▶ [Dataset content]:
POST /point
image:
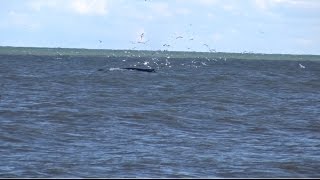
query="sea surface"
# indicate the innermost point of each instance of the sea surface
(85, 117)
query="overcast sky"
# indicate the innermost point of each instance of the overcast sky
(261, 26)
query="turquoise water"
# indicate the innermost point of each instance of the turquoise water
(195, 117)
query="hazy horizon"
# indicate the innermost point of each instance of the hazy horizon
(253, 26)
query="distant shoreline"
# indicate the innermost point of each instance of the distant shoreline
(43, 51)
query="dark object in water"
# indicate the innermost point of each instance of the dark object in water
(140, 69)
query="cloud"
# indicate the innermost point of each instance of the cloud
(83, 7)
(161, 9)
(301, 4)
(90, 7)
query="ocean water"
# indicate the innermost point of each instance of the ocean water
(68, 116)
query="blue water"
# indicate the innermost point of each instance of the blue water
(61, 117)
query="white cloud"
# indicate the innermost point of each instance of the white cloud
(207, 2)
(183, 11)
(90, 7)
(161, 9)
(84, 7)
(267, 4)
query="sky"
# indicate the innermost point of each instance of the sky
(254, 26)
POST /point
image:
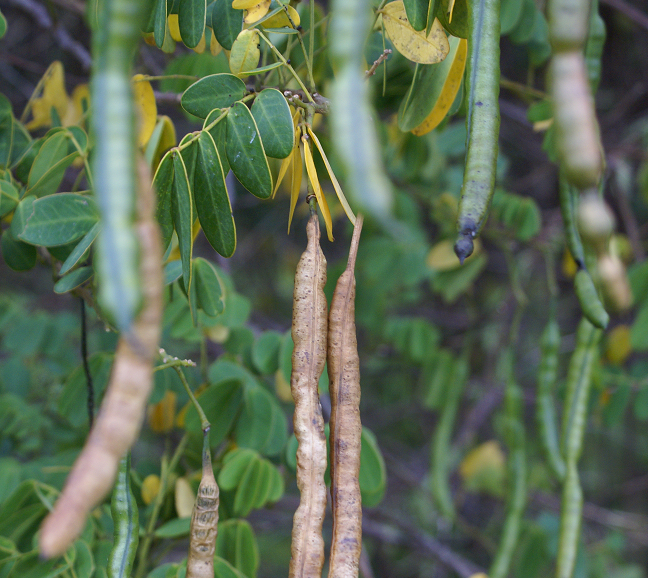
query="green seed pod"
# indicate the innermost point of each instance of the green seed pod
(577, 132)
(589, 300)
(126, 522)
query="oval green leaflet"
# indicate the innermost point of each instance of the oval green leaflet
(125, 514)
(482, 122)
(212, 201)
(274, 121)
(191, 21)
(245, 152)
(430, 84)
(214, 91)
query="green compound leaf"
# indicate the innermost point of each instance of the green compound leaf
(50, 164)
(163, 183)
(417, 12)
(209, 287)
(17, 255)
(214, 91)
(182, 213)
(80, 250)
(212, 201)
(73, 280)
(272, 115)
(9, 198)
(245, 152)
(459, 25)
(237, 544)
(226, 22)
(191, 21)
(221, 402)
(262, 425)
(59, 219)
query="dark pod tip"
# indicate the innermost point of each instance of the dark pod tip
(464, 247)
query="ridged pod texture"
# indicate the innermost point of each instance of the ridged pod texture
(309, 332)
(122, 411)
(204, 523)
(346, 429)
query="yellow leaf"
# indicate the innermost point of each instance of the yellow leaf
(200, 47)
(244, 4)
(317, 189)
(443, 258)
(146, 108)
(282, 171)
(54, 95)
(448, 92)
(174, 28)
(167, 140)
(618, 346)
(414, 45)
(256, 12)
(78, 105)
(336, 184)
(161, 415)
(245, 52)
(282, 387)
(150, 488)
(184, 498)
(214, 47)
(281, 20)
(297, 171)
(484, 468)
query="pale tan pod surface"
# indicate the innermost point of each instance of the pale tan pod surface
(204, 523)
(346, 429)
(122, 411)
(309, 356)
(577, 131)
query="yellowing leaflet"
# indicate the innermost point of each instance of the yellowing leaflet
(336, 184)
(312, 177)
(414, 45)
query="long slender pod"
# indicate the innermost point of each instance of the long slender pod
(545, 408)
(482, 121)
(126, 522)
(204, 520)
(579, 379)
(346, 429)
(113, 162)
(122, 410)
(353, 130)
(455, 384)
(570, 523)
(309, 332)
(517, 470)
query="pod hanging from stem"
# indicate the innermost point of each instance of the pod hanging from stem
(309, 328)
(346, 429)
(204, 520)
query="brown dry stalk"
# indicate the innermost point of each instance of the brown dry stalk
(204, 521)
(122, 411)
(309, 356)
(346, 429)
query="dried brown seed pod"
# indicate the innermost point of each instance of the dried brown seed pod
(122, 411)
(309, 332)
(346, 429)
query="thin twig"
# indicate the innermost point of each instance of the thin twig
(378, 62)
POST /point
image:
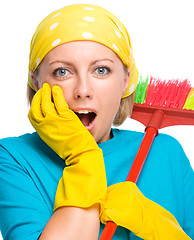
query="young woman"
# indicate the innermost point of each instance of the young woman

▶ [Short task]: Locate each line of the material that contains the word "white" and copy those lines out.

▶ [Finished exercise]:
query="white cloud"
# indicate the innermost point of each instance of the white cloud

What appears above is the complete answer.